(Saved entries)
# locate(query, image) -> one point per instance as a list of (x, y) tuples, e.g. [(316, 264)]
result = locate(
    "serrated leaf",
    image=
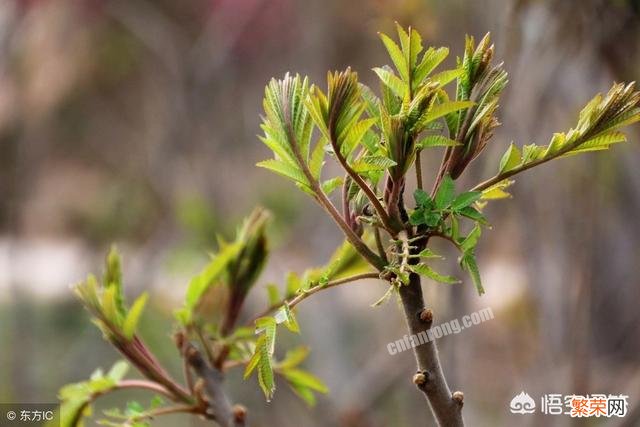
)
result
[(511, 159), (285, 315), (385, 297), (472, 213), (436, 141), (355, 135), (430, 60), (425, 270), (294, 357), (393, 82), (372, 163), (599, 142), (463, 200), (396, 55), (497, 191), (273, 294), (330, 185), (428, 253), (446, 76), (442, 110), (446, 192), (118, 371), (469, 264), (305, 379), (206, 278), (470, 242), (133, 316), (284, 169)]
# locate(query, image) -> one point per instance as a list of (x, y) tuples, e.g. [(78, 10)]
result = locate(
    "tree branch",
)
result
[(301, 297), (446, 407), (211, 393)]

» PROBLEM
A faithful copy of the lines from the line containing "e.g. [(78, 10)]" to the end of the data should be set down, both ends included, and nothing more.

» SOLVED PROBLEM
# locate(query, image) -> one point per instance as a list of (x, y) tuples, e.g. [(78, 10)]
result = locate(
    "tree branch",
)
result
[(301, 297), (446, 407), (211, 393)]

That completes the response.